(REQUIRED ACTION A):
In the remarks, in what year did Northminster adopt its welcoming and affirming statement?
(REQUIRED ACTION B):
Rewrite the remarks from "Most of you" up to and including "our mission statement.", swapping "clinic" in for each "health center".

─── SOURCE TEXT

The type of faith I do have is that our God places people in our lives for support. He gives us a family of faith to be the hands and feet – those angels – who can help us make it through the difficult circumstances, who can celebrate with us in times of joy, and who can work together to build each other up and create a network of support. A group of people who can do justice, love mercy, and walk humbly with God.

Before we wrap things up for today, I want to speak in high support of something important to me. I realize some people feel – and they would be correct – that Northminster has always provided a welcoming and affirming space for all people to worship. We never formalized that commitment until our adoption of a welcoming and affirming statement in 2022. Until then, the feeling among some members was that we didn’t need to do anything “special” to formalize that commitment. Last Sunday, we had a brief meeting following morning worship regarding the Coordinating Council’s recommendation for our church to join AWAB, the Association of Welcoming and Affirming Baptists. I understand there may be a bit of reluctance among some members of our congregation regarding the possibility of us joining this organization, but I would be remiss if I didn’t take this opportunity to share my perspective with you for consideration.

Northminster is not a “gay” church. However, on any given Sunday, 25% or more of our congregation are members of the LGBTQ+ community. If my husband David and I were not members of Northminster, I honestly don’t know if we would be part of any other family of faith in this region. No, Northminster is not a “gay” church, but Northminster has given me a space where I don’t have to hide who I am, what I am, or who I love in order to be an active member of the family of faith.

Most of you know that I’m the CEO of a community health center whose origins stemmed from the global HIV epidemic. We’ve evolved into an organization that provides comprehensive care for the community at large, seeing patients at all stages of the lifespan, in an affirming and inclusive environment. Are we a “gay” organization? No. However, like Northminster, around 25% of our patients and 25% of our staff are members of the LGBTQ+ community. Just like it was important for Northminster to develop and adopt a welcoming and affirming statement, our board and staff at the health center felt it was important to include affirming and inclusive language in our mission statement.

──────
─── LISTED RECORDS

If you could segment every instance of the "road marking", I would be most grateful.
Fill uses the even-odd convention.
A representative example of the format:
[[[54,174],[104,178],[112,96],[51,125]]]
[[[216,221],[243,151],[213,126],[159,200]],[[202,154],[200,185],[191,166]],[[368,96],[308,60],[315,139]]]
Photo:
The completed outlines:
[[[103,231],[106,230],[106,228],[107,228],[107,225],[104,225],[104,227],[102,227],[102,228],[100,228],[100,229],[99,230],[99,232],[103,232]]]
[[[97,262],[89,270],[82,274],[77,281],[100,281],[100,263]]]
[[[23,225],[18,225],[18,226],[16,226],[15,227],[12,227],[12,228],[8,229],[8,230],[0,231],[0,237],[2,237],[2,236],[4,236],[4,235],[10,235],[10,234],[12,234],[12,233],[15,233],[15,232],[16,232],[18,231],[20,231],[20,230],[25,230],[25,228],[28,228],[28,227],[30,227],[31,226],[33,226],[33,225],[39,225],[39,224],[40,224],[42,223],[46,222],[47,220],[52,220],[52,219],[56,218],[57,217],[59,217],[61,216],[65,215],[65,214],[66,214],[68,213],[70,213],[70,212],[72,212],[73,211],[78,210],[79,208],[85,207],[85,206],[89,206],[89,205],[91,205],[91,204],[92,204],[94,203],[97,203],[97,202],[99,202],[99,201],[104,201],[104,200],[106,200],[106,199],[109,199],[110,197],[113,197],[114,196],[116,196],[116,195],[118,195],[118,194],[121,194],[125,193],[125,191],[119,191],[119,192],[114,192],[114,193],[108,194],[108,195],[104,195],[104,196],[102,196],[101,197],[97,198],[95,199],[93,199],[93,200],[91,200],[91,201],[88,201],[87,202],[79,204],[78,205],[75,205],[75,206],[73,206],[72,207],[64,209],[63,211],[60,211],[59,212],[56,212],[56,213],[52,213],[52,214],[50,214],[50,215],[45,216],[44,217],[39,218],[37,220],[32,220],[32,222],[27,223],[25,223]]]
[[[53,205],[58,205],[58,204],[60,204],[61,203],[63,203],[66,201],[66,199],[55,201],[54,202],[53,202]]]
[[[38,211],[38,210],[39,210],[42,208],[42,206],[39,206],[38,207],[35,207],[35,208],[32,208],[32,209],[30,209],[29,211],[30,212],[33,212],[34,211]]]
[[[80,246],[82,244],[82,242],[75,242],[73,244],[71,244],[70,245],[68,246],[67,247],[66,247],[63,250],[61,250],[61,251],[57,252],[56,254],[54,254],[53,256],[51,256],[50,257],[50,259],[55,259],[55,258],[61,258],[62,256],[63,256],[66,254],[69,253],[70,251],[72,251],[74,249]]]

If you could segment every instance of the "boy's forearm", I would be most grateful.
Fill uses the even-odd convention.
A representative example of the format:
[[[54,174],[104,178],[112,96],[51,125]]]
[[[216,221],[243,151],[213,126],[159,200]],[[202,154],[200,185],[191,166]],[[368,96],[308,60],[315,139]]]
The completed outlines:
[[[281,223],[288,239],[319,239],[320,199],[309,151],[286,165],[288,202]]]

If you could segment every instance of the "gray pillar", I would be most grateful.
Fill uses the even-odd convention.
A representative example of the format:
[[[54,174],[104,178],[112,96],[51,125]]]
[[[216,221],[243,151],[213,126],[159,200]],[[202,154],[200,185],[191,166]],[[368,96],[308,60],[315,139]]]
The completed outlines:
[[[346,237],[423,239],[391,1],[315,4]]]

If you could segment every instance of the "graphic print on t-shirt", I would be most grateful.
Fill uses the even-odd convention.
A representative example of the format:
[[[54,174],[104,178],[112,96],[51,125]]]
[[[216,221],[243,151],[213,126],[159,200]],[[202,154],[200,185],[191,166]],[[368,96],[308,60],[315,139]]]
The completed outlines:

──────

(FINAL ANSWER A):
2022

(FINAL ANSWER B):
Most of you know that I’m the CEO of a community clinic whose origins stemmed from the global HIV epidemic. We’ve evolved into an organization that provides comprehensive care for the community at large, seeing patients at all stages of the lifespan, in an affirming and inclusive environment. Are we a “gay” organization? No. However, like Northminster, around 25% of our patients and 25% of our staff are members of the LGBTQ+ community. Just like it was important for Northminster to develop and adopt a welcoming and affirming statement, our board and staff at the clinic felt it was important to include affirming and inclusive language in our mission statement.